PROBLEM REQUIREMENTS
The required output is the exact sequence of lines from the line holding "Reviewer note: every instance of the sleeve" to the end of the records, inclusive.

***** ENTRIES

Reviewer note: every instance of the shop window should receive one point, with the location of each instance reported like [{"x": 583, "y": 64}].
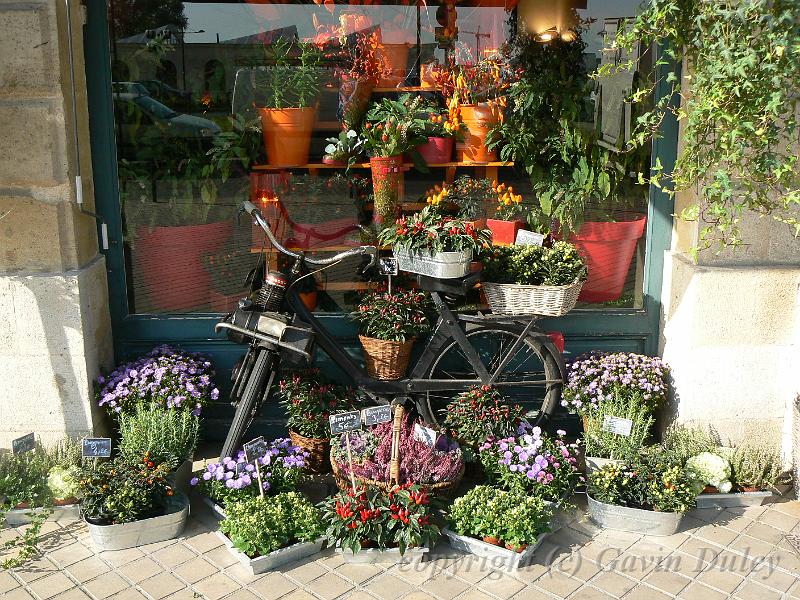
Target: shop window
[{"x": 190, "y": 144}]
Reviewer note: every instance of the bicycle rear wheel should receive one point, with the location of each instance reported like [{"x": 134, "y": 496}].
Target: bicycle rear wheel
[{"x": 532, "y": 377}]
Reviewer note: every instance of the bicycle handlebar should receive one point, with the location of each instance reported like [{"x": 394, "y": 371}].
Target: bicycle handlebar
[{"x": 252, "y": 210}]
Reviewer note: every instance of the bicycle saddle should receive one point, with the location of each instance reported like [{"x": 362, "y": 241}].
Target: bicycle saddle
[{"x": 456, "y": 287}]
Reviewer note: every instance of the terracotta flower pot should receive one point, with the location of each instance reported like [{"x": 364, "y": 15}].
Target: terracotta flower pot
[
  {"x": 287, "y": 134},
  {"x": 437, "y": 150},
  {"x": 504, "y": 232},
  {"x": 478, "y": 119},
  {"x": 608, "y": 249}
]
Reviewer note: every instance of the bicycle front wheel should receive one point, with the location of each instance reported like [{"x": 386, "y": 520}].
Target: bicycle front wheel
[{"x": 531, "y": 377}]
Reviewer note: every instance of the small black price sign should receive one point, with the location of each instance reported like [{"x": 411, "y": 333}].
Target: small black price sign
[
  {"x": 24, "y": 444},
  {"x": 377, "y": 414},
  {"x": 342, "y": 422},
  {"x": 96, "y": 448},
  {"x": 255, "y": 449}
]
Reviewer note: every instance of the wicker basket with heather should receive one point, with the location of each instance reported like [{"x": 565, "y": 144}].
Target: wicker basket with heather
[
  {"x": 388, "y": 324},
  {"x": 533, "y": 279}
]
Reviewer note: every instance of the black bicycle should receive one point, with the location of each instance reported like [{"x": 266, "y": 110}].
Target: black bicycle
[{"x": 465, "y": 348}]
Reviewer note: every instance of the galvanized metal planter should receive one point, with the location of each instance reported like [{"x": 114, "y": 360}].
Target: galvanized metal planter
[
  {"x": 732, "y": 500},
  {"x": 387, "y": 556},
  {"x": 443, "y": 265},
  {"x": 498, "y": 556},
  {"x": 635, "y": 520},
  {"x": 275, "y": 559},
  {"x": 146, "y": 531}
]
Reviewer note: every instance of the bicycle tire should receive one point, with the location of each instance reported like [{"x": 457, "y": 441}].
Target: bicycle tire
[
  {"x": 430, "y": 407},
  {"x": 248, "y": 405}
]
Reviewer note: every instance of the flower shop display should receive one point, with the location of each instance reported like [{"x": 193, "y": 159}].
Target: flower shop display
[
  {"x": 292, "y": 85},
  {"x": 646, "y": 496},
  {"x": 504, "y": 526},
  {"x": 596, "y": 377},
  {"x": 266, "y": 533},
  {"x": 168, "y": 436},
  {"x": 529, "y": 279},
  {"x": 171, "y": 378},
  {"x": 388, "y": 325},
  {"x": 373, "y": 524},
  {"x": 431, "y": 244},
  {"x": 438, "y": 468},
  {"x": 532, "y": 462},
  {"x": 233, "y": 479},
  {"x": 309, "y": 400},
  {"x": 128, "y": 504}
]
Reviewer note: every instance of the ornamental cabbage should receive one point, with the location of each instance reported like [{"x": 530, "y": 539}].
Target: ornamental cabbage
[{"x": 707, "y": 468}]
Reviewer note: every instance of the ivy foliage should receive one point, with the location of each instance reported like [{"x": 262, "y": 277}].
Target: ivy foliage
[{"x": 740, "y": 118}]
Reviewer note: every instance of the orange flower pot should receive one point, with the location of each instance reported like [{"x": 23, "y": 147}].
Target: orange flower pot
[
  {"x": 478, "y": 119},
  {"x": 287, "y": 134}
]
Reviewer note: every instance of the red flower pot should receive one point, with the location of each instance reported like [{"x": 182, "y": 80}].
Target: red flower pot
[
  {"x": 169, "y": 261},
  {"x": 437, "y": 150},
  {"x": 504, "y": 232},
  {"x": 608, "y": 249}
]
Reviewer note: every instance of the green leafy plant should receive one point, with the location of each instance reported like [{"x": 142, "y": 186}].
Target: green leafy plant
[
  {"x": 258, "y": 526},
  {"x": 169, "y": 436},
  {"x": 739, "y": 109},
  {"x": 560, "y": 264},
  {"x": 399, "y": 316}
]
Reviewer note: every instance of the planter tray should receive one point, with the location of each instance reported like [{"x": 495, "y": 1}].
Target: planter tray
[
  {"x": 388, "y": 556},
  {"x": 635, "y": 520},
  {"x": 65, "y": 513},
  {"x": 274, "y": 559},
  {"x": 732, "y": 500},
  {"x": 498, "y": 556},
  {"x": 147, "y": 531}
]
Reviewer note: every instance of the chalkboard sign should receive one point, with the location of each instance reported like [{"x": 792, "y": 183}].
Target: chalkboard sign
[
  {"x": 24, "y": 444},
  {"x": 377, "y": 414},
  {"x": 342, "y": 422},
  {"x": 96, "y": 447},
  {"x": 254, "y": 449}
]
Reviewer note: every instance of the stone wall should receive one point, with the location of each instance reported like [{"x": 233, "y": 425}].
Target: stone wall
[{"x": 55, "y": 328}]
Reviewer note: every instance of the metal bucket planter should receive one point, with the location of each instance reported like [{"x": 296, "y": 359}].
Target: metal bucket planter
[
  {"x": 146, "y": 531},
  {"x": 387, "y": 556},
  {"x": 499, "y": 557},
  {"x": 740, "y": 499},
  {"x": 635, "y": 520},
  {"x": 442, "y": 265},
  {"x": 275, "y": 559}
]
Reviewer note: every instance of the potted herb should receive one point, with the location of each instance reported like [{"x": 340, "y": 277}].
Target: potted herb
[
  {"x": 371, "y": 524},
  {"x": 129, "y": 504},
  {"x": 171, "y": 378},
  {"x": 308, "y": 403},
  {"x": 504, "y": 526},
  {"x": 431, "y": 244},
  {"x": 647, "y": 496},
  {"x": 388, "y": 325},
  {"x": 528, "y": 279},
  {"x": 266, "y": 533},
  {"x": 292, "y": 86},
  {"x": 233, "y": 479},
  {"x": 532, "y": 462}
]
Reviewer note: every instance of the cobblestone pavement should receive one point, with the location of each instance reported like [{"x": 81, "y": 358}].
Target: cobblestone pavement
[{"x": 740, "y": 553}]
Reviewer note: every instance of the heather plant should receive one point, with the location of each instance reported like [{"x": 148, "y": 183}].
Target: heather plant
[
  {"x": 233, "y": 479},
  {"x": 419, "y": 463},
  {"x": 598, "y": 377},
  {"x": 532, "y": 462},
  {"x": 171, "y": 378}
]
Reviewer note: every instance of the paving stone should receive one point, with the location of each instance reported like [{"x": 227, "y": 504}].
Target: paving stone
[
  {"x": 52, "y": 585},
  {"x": 217, "y": 586}
]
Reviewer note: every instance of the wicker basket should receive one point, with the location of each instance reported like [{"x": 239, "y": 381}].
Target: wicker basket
[
  {"x": 318, "y": 451},
  {"x": 548, "y": 300},
  {"x": 384, "y": 359}
]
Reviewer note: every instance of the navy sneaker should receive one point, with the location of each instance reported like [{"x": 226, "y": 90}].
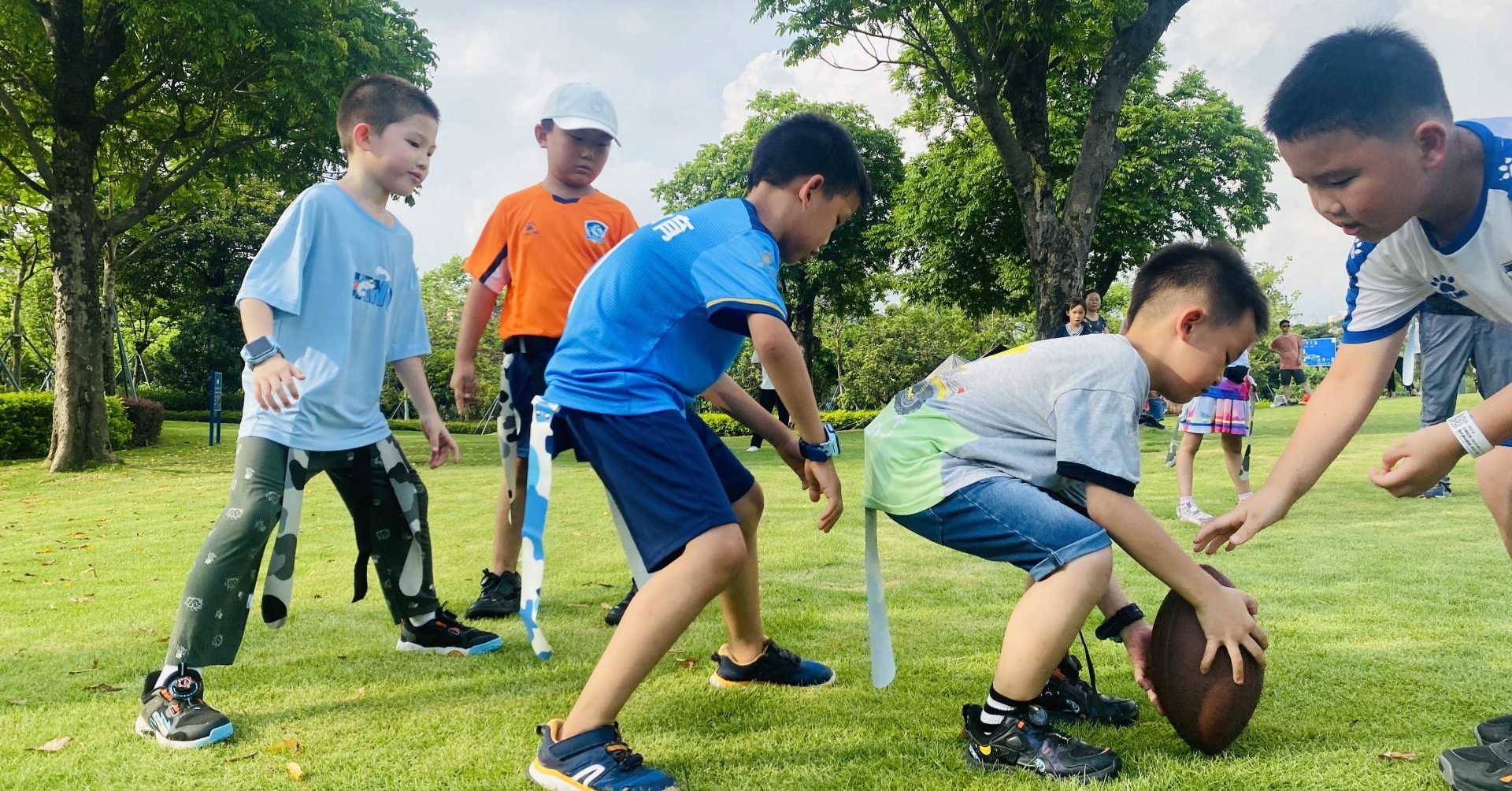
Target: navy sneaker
[
  {"x": 1068, "y": 699},
  {"x": 593, "y": 761},
  {"x": 498, "y": 596},
  {"x": 445, "y": 634},
  {"x": 177, "y": 715},
  {"x": 1477, "y": 769},
  {"x": 1025, "y": 740},
  {"x": 776, "y": 664},
  {"x": 1494, "y": 730}
]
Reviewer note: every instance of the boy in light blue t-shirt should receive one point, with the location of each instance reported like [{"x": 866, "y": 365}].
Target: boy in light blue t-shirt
[{"x": 330, "y": 300}]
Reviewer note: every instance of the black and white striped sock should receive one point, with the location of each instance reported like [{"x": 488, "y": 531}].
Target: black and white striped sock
[{"x": 999, "y": 707}]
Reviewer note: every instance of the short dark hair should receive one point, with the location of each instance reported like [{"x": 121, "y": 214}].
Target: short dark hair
[
  {"x": 810, "y": 144},
  {"x": 1213, "y": 268},
  {"x": 380, "y": 100},
  {"x": 1377, "y": 82}
]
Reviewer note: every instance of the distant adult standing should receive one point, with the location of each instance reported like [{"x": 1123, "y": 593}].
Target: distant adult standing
[
  {"x": 1454, "y": 336},
  {"x": 1094, "y": 322},
  {"x": 1288, "y": 347},
  {"x": 1076, "y": 321},
  {"x": 769, "y": 398}
]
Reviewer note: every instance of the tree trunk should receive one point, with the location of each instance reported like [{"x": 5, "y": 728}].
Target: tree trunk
[
  {"x": 106, "y": 309},
  {"x": 80, "y": 433}
]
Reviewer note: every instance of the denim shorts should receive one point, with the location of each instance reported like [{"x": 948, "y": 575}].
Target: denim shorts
[{"x": 1009, "y": 521}]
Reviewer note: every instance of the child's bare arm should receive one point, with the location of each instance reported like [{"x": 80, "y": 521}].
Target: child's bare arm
[
  {"x": 1332, "y": 416},
  {"x": 784, "y": 362},
  {"x": 274, "y": 380}
]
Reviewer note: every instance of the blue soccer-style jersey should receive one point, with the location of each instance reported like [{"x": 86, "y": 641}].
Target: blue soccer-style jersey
[
  {"x": 1390, "y": 280},
  {"x": 664, "y": 314}
]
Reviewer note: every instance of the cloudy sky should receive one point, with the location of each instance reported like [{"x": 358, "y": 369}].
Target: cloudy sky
[{"x": 680, "y": 73}]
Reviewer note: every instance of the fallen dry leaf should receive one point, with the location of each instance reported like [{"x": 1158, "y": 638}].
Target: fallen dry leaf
[
  {"x": 284, "y": 746},
  {"x": 52, "y": 746}
]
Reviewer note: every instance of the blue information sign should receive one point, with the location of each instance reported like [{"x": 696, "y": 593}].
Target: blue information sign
[
  {"x": 215, "y": 407},
  {"x": 1319, "y": 351}
]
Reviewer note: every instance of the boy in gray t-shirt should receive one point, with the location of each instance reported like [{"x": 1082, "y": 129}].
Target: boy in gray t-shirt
[{"x": 1032, "y": 457}]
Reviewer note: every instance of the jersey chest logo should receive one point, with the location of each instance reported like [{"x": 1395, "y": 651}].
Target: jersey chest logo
[
  {"x": 595, "y": 230},
  {"x": 372, "y": 291}
]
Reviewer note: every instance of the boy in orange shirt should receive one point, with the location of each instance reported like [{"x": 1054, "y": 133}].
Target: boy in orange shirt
[{"x": 536, "y": 248}]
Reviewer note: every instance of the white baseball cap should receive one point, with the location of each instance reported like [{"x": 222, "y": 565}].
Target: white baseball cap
[{"x": 578, "y": 105}]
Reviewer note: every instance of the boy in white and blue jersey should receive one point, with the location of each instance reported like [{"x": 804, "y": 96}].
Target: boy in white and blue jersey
[
  {"x": 327, "y": 304},
  {"x": 1362, "y": 120},
  {"x": 655, "y": 324}
]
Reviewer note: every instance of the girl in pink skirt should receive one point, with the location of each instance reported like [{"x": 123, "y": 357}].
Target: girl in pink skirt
[{"x": 1225, "y": 410}]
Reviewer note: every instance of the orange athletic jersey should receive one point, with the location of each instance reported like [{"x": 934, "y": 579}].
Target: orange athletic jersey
[{"x": 537, "y": 248}]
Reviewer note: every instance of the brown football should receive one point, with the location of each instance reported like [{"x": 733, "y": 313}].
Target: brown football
[{"x": 1209, "y": 711}]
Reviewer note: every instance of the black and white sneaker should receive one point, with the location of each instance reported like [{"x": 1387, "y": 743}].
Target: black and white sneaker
[
  {"x": 617, "y": 611},
  {"x": 1069, "y": 699},
  {"x": 177, "y": 715},
  {"x": 447, "y": 636},
  {"x": 1025, "y": 740},
  {"x": 498, "y": 598}
]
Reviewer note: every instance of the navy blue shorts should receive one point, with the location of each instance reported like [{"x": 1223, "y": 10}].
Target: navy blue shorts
[
  {"x": 1009, "y": 521},
  {"x": 670, "y": 475},
  {"x": 524, "y": 376}
]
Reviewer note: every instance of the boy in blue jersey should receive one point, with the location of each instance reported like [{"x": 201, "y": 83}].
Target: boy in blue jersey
[
  {"x": 330, "y": 300},
  {"x": 1362, "y": 120},
  {"x": 655, "y": 324}
]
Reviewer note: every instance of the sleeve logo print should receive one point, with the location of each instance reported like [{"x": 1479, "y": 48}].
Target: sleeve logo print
[
  {"x": 595, "y": 230},
  {"x": 371, "y": 289},
  {"x": 1447, "y": 288}
]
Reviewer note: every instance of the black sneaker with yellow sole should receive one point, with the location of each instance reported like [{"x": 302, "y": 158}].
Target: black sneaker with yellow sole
[{"x": 1025, "y": 740}]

**********

THE OUTPUT
Reviewer note: every instance of the sleeve logo print should receive one point, with the location of each instance reported like [{"x": 1479, "y": 48}].
Target: sleeve logo print
[
  {"x": 595, "y": 230},
  {"x": 371, "y": 289},
  {"x": 1447, "y": 288}
]
Reviewer note: every instance of the black sneaker with yellow sole should receive one point, with the location of each instance reported like [{"x": 302, "y": 158}].
Target: black sneaker with yellow sole
[{"x": 1025, "y": 740}]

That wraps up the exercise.